■ TEXT SECTION:
Purple chairs in reception with a peek into the docks.

International risk team: The potential and perils of offshore wind

04 June 2020. Published by Gary Walkling, Partner

A recent report by the IEA(1) has laid bare the impact of the COVID-19 pandemic on the energy industry. Demand for coal and oil plummeted as entire countries and industries went into lockdown in the first quarter of 2020. Renewable energy, however, bucked the trend and actually saw demand increase, primarily due to larger installed capacity and priority dispatch.

The Potential

It is perhaps questionable whether that will be a short-term bounce. However, there are reasons to be hopeful that there now exists an opportunity for longer term change. One of the major reasons for the growth of the renewable energy industry in recent years has been sharp cost reductions driven by improvements in technology. The renewables industry has also been the main beneficiary of the decreasing acceptability of coal. If governments are serious about reducing carbon emissions, there may be no better opportunity to do so as they look to restart societies and economies in the coming months.

For obvious reasons, the renewables focus in the UK has very much been on wind power. In the most recent Queen’s speech, the Government committed to 40GW of installed offshore capacity by 2030, and to enable new floating turbines2. Offshore wind is not just big business in the UK. There have been significant developments in both Germany and Denmark, and China added more capacity than any other country in 2018. The IEA reports that offshore wind “...is set to expand strongly in the coming decades into a USD 1 trillion business.3

The Perils

The boom in offshore wind obviously represents a fantastic opportunity for insurers, not least those who are looking to replace premium income from coal-based projects. However, the ever-developing technology and the nature of offshore wind farms also represent serious risks. The purpose of this article is to highlight some of those risks, and to stress the importance of attention to detail when it comes to policy wordings.

Historically, the most common types of losses in offshore wind involve (i) cables and (ii) foundations. Moreover, the most common causes of those losses are workmanship and design.

Modern windfarms often include hundreds of turbines. This means that not only is there a risk of, for example, defective design causing cracks in foundations, but also that when those problems do arise, they are often replicated numerous times. This is exactly what happened at the Robin Rigg offshore wind farm. In 2009, movement was discovered in the grouted connections of the foundations. It was subsequently found that the design standards used contained a fundamental error, which meant that all 60 turbines at the site required remedial works at a cost of €26.25m4. This obviously represents something of a recipe for disaster for all stakeholders, including insurers.

One way insurers can safeguard themselves is to ensure that effective aggregation language is included in their policies. For example, policies will normally be subject to a per occurrence deductible and limit, and the policy may provide that “Occurrence means all covered loss, damage, or a sequence of losses or damages, casualties or disasters arising from an insured event.” The intention of such language is to treat multiple losses as a single aggregated loss where they are sufficiently united by factors such as time, place, cause and human intent and action. However, the effect of such aggregation language is highly dependent on the specific facts of a given case. Additionally, in circumstances where instances of damage might occur and/or be discovered at different times, it might be difficult to argue that the so called ‘test of unities’ has been satisfied.

■ PROBLEM SET:
**a)** Edit the offshore wind article by reproducing it from the words "04 June 2020." through "and priority dispatch.", replacing "plummeted" with "collapsed".
**b)** According to the offshore wind article, how many turbines at the Robin Rigg site required remedial works?
Answer from the offshore wind article alone.

■ DATA SHOWN:

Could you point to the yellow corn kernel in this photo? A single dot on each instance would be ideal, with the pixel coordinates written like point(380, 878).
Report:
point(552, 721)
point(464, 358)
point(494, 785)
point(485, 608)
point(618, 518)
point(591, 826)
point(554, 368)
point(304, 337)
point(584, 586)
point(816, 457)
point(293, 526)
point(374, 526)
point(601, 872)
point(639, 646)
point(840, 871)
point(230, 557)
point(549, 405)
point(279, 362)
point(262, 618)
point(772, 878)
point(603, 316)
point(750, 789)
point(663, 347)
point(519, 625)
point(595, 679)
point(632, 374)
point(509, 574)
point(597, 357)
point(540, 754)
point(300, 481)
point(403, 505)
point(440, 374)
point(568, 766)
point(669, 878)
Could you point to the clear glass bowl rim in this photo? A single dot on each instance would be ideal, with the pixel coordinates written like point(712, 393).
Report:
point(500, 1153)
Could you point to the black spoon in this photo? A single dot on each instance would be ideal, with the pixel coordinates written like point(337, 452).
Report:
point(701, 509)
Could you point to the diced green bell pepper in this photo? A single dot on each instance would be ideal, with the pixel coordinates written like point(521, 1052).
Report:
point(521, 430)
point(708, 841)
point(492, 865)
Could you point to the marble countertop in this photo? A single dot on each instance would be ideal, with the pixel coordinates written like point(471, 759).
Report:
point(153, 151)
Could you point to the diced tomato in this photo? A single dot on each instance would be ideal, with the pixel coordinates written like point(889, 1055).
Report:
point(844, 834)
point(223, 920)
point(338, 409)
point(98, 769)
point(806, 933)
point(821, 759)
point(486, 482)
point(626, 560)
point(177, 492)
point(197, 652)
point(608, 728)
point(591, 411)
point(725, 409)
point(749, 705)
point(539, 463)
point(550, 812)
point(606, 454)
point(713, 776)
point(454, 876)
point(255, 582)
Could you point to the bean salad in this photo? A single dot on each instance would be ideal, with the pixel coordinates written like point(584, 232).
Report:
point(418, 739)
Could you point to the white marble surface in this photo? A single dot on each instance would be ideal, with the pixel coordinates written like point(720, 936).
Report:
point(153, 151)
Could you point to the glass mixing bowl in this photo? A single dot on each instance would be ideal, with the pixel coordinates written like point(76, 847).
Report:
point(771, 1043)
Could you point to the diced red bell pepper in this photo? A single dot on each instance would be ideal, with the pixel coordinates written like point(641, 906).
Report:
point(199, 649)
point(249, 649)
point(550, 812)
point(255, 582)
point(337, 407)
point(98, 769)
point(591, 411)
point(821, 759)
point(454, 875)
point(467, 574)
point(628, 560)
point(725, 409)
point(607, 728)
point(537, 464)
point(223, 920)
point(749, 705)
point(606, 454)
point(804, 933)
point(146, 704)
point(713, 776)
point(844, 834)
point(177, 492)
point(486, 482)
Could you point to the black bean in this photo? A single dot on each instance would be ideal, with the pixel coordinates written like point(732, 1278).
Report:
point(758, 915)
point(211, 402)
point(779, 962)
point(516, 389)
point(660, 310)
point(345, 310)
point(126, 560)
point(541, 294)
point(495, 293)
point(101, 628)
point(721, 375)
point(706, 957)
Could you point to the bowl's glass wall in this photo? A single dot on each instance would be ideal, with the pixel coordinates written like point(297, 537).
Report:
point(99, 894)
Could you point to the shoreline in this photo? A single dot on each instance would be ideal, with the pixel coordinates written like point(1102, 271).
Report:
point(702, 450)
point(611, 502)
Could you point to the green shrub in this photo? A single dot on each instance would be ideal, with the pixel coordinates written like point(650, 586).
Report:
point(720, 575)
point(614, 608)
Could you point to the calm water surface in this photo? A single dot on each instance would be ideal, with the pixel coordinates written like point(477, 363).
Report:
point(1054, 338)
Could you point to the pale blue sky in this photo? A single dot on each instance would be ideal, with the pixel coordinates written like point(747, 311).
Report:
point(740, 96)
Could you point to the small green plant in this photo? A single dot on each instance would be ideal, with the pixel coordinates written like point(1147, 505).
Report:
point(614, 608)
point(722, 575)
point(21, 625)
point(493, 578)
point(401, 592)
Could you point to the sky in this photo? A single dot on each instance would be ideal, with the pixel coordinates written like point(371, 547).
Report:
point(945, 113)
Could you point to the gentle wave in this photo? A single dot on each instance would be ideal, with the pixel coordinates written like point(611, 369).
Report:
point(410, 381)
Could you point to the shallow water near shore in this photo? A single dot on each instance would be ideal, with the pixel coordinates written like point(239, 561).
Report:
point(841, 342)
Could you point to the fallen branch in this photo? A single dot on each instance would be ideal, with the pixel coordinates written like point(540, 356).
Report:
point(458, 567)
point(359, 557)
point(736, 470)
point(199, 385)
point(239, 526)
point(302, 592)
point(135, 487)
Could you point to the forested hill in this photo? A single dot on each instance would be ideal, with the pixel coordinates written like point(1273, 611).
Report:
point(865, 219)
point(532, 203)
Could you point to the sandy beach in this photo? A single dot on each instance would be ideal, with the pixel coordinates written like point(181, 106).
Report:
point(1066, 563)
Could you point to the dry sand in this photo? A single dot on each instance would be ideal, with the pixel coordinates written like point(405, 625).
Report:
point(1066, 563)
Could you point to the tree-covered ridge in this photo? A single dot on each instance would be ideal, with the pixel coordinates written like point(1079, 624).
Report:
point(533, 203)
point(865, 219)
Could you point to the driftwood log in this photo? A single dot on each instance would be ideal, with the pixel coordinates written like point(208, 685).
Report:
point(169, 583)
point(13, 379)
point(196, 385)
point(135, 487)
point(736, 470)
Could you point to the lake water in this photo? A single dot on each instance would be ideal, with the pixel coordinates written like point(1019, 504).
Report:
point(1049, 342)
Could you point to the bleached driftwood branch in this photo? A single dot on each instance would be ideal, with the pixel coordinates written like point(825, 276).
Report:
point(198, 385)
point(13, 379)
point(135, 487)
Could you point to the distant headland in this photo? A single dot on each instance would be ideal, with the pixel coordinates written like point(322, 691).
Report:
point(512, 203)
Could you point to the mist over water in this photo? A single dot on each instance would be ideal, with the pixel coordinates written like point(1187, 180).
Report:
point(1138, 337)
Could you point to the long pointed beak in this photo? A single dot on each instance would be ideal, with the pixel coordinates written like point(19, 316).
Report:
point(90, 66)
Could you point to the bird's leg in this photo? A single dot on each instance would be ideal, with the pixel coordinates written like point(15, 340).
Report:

■ EXERCISE ANSWERS:
**a)**
04 June 2020. Published by Gary Walkling, Partner

A recent report by the IEA(1) has laid bare the impact of the COVID-19 pandemic on the energy industry. Demand for coal and oil collapsed as entire countries and industries went into lockdown in the first quarter of 2020. Renewable energy, however, bucked the trend and actually saw demand increase, primarily due to larger installed capacity and priority dispatch.

**b)** All 60 turbines at the site required remedial works.